▼

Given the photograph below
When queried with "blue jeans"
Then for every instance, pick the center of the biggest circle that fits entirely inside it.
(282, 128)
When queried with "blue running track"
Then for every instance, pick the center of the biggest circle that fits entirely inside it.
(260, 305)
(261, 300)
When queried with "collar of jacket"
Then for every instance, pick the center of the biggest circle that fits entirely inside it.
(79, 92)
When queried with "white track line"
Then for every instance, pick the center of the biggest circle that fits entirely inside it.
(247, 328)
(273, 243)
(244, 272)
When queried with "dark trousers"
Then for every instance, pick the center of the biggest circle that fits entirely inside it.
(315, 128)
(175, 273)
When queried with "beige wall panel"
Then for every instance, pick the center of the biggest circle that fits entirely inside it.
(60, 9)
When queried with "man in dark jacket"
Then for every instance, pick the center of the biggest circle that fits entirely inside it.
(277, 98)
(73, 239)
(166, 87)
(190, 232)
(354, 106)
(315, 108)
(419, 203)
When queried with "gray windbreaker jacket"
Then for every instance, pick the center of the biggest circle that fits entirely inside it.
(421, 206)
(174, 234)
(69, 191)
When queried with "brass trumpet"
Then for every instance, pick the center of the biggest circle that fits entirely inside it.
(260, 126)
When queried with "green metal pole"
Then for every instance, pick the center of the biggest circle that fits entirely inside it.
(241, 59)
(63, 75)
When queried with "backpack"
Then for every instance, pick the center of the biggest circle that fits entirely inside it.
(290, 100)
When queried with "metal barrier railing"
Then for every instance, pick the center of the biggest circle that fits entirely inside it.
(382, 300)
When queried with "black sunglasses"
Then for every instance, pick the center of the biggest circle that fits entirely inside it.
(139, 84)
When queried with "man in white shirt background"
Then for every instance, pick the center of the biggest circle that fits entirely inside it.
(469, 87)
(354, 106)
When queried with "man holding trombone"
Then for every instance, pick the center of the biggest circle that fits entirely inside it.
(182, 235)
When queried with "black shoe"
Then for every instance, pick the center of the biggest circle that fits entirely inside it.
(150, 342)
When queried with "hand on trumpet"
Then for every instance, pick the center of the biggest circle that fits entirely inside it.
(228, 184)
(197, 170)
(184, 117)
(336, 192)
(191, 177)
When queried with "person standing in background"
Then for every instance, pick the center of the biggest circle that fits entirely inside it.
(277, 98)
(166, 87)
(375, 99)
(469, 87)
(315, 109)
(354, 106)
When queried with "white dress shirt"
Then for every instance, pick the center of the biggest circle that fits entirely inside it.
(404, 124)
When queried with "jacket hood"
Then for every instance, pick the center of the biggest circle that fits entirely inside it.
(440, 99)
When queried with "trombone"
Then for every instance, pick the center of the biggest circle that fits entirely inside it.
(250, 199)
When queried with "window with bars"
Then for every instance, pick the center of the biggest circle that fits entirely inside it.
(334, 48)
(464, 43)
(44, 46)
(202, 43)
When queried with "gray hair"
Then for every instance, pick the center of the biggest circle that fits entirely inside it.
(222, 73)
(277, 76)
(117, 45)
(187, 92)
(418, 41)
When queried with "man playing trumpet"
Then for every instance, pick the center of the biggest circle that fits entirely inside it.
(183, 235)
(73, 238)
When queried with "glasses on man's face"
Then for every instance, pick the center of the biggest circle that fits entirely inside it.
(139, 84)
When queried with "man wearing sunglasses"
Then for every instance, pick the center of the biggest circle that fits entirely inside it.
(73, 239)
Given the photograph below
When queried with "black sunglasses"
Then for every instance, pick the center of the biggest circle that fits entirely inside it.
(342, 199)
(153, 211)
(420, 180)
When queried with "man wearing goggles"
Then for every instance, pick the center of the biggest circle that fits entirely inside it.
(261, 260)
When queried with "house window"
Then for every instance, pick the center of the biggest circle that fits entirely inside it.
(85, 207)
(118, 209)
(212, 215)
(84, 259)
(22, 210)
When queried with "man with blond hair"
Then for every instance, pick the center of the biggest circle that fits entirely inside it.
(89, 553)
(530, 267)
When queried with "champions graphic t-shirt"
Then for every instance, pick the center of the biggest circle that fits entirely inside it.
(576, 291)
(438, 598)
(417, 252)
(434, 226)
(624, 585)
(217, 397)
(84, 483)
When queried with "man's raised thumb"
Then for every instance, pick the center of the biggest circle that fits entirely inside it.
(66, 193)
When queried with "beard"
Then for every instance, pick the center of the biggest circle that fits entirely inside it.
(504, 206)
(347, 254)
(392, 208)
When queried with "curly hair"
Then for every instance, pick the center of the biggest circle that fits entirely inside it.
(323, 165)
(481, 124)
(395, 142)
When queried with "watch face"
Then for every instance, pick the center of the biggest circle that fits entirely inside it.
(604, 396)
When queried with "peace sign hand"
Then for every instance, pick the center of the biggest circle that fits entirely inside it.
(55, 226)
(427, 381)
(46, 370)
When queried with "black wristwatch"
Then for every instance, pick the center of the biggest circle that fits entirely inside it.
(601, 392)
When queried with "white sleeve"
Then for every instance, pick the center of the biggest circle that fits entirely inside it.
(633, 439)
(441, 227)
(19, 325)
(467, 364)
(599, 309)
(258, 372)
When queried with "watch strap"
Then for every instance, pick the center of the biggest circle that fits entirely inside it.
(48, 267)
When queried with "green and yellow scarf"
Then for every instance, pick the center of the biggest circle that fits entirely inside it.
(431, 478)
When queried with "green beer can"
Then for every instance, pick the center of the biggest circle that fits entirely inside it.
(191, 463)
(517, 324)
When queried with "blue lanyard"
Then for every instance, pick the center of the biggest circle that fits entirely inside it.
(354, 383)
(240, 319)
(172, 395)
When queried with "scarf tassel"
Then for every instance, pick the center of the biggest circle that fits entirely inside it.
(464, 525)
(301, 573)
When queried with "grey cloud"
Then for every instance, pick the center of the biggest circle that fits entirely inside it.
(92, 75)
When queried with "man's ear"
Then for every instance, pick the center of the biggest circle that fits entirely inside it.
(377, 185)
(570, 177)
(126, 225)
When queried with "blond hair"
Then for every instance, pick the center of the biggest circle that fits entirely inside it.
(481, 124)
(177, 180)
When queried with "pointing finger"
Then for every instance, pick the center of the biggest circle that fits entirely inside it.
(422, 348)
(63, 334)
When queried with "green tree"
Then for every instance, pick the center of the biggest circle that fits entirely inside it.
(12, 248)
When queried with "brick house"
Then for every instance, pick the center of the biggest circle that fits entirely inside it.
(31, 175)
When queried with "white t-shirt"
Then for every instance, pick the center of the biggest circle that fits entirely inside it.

▲

ABOUT THIS EXERCISE:
Repeat the records above in full, character for character.

ANSWER AREA:
Given the photograph below
When queried with "blue jeans"
Then for every instance, pick the center of the biggest circle that fits entirely inside it.
(282, 128)
When queried with "blue running track"
Then for every instance, pick the center of the biggest circle that fits entirely inside it.
(260, 305)
(261, 300)
When queried with "collar of jacket"
Then for every instance, pick the center of the biggest circle that fits entirely inside it.
(79, 92)
When queried with "white track line"
Then for every instance, pick the center of the biggest circle that fits entirely inside it.
(247, 328)
(273, 243)
(244, 272)
When queried with "dark trousers"
Then for every instance, pick the center of the biggest circle that fits entirely inside it.
(315, 128)
(175, 273)
When queried with "beige wall panel"
Then for every instance, pick the center of the biggest circle that fits entirely inside it.
(60, 9)
When queried with "man in dark jacket"
Then for every instance, pick the center of the biggest circle that fits entirely inside it.
(277, 98)
(73, 239)
(166, 87)
(190, 232)
(354, 106)
(315, 108)
(419, 203)
When queried with "gray windbreaker jacket"
Then for every instance, pick the center of the biggest circle that fits entirely inside it.
(421, 206)
(174, 234)
(69, 191)
When queried with "brass trumpet"
Then for every instance, pick the center of the biggest circle that fits entirely inside it.
(260, 126)
When queried with "green metal pole"
Then for every instance, pick the center of the biggest circle that fits entirely inside it.
(241, 59)
(63, 75)
When queried with "backpack"
Then for every instance, pick the center of the biggest circle that fits entirely inside it.
(290, 100)
When queried with "metal barrier railing"
Then for every instance, pick the center of the biggest circle that fits entirely inside it.
(382, 300)
When queried with "black sunglasses"
Then for every instance, pick the center of the biggest circle that fits entirely inside it.
(139, 84)
When queried with "man in white shirt background"
Then for every instance, pick the center of the biggest circle that fits entirely inside it.
(469, 87)
(354, 106)
When queried with "man holding trombone"
Then for every instance, pick the center of the biggest circle that fits entirely inside it.
(182, 235)
When queried with "black shoe"
Then for every instance, pick the center of the biggest circle that fits entirely inside it.
(150, 342)
When queried with "hand on trumpet"
Then for every instance, pick the center of the biggest circle that fits entirely inside it.
(228, 184)
(197, 170)
(184, 117)
(336, 192)
(191, 177)
When queried with "person standing in background"
Then for every instance, pick the center of the biggest circle that fits entirely inside it.
(277, 98)
(166, 87)
(375, 99)
(469, 87)
(315, 109)
(354, 106)
When queried with "white dress shirt"
Then for every instance, pick the center of the biggest circle that fits entirely inside it.
(404, 124)
When queried with "jacket hood"
Then for every instance, pick the center of the biggest circle that fits entirely inside it.
(440, 99)
When queried with "trombone"
Then for every instance, pick the center of the biggest circle that fits entirely inside it.
(250, 199)
When queried with "window with bars"
Then for every instance, pick the center of the biggest circle that fits entirely inside it.
(334, 48)
(464, 43)
(44, 46)
(202, 43)
When queried with "gray hair"
Then for every instance, pick the center of the biggest circle that fits entirely inside it.
(222, 73)
(277, 76)
(117, 45)
(187, 92)
(418, 41)
When queried with "man playing trumpet"
Then for every instance, pick the center of the biggest circle that fits entirely inside it.
(183, 235)
(73, 238)
When queried with "glasses on man's face"
Then for every instance, pick the center of the biggest circle that fits entirely inside it.
(139, 84)
When queried with "man wearing sunglasses"
Then for every instance, pick the center of the biggest circle that fits entirely inside it.
(73, 239)
Given the photograph below
When queried with "black sunglasses"
Then for every instance, pick the center of the biggest circle that fits entirely inside it.
(342, 199)
(153, 211)
(420, 180)
When queried with "man wearing goggles"
Then for every instance, pick the center of the biggest circle that fits entirely inside it.
(261, 260)
When queried with "house window"
Then for every instance, pick the center of the biggest circle that fits entirely inside it.
(85, 207)
(118, 209)
(212, 215)
(84, 259)
(22, 210)
When queried with "man with blond hair"
Then for every instance, pick the center of the biggest circle that fits entirely inside it.
(89, 553)
(530, 267)
When queried with "champions graphic t-shirt"
Then for every instance, pick the center of the biggest circle that fits entirely inside it.
(576, 291)
(438, 598)
(417, 252)
(434, 226)
(624, 585)
(217, 397)
(84, 483)
When queried with "man's raised thumb"
Then for every instance, pick the center of the biggest circle that fits entirely inside it.
(66, 193)
When queried with "beard"
Then for every instance, pick the center of the biggest circle that fits entirely inside it.
(504, 206)
(347, 254)
(392, 208)
When queried with "curly hair"
Then for every instance, pick the center of the biggest circle that fits entirely inside it.
(323, 165)
(481, 124)
(395, 142)
When queried with "watch face"
Then for every instance, pick the center of the biggest circle that fits entirely inside it.
(604, 396)
When queried with "peace sign hand"
Then for every instance, pick the center of the biggest circle that fits entirely inside it.
(55, 226)
(427, 381)
(46, 370)
When queried with "black wristwatch"
Then for every instance, pick the center of the biggest circle that fits entirely inside it.
(601, 392)
When queried with "white sleeve"
Then for every instance, pick the center of the biggest circle that fits entirely inside it.
(633, 439)
(441, 227)
(19, 325)
(467, 364)
(599, 309)
(258, 372)
When queried with "watch strap"
Then for every instance, pick the center of the biggest circle that fits entirely inside it.
(48, 267)
When queried with "green and yellow scarf"
Then for every instance, pick the center of the biggest circle that fits entirely inside it.
(431, 478)
When queried with "green beer can"
Then for every instance, pick the center of the biggest circle that fits entirely inside it.
(191, 463)
(517, 324)
When queried with "blue lanyard"
Then for every instance, pick the center of the biggest circle that fits entirely inside it.
(354, 383)
(240, 319)
(172, 395)
When queried with "scarf tassel"
Then for every instance, pick the center of the biggest circle that fits entirely inside it.
(464, 525)
(301, 573)
When queried with "grey cloud"
Then for every instance, pick the center of the biggest circle that fits entirely inside it.
(92, 75)
When queried with "man's ear"
Then for every instance, pick the center of the biggest circle that fits entirely inside it.
(377, 185)
(570, 177)
(126, 225)
When queried with "blond hair"
Then for every instance, pick the center of the biggest circle that fits entirely inside it.
(481, 124)
(177, 180)
When queried with "pointing finger"
Then for every instance, pick the center of the biggest circle that fits entirely inside it.
(422, 348)
(63, 334)
When queried with "green tree"
Then for every instance, pick the center of the biggest circle that fits entirely inside it.
(12, 248)
When queried with "brick house"
Then for every instance, pick the center of the biggest circle that fits entirely inside it.
(31, 175)
When queried with "white t-shirt"
Then for every instance, pick the center of the biggest circle that fits entirely inside it.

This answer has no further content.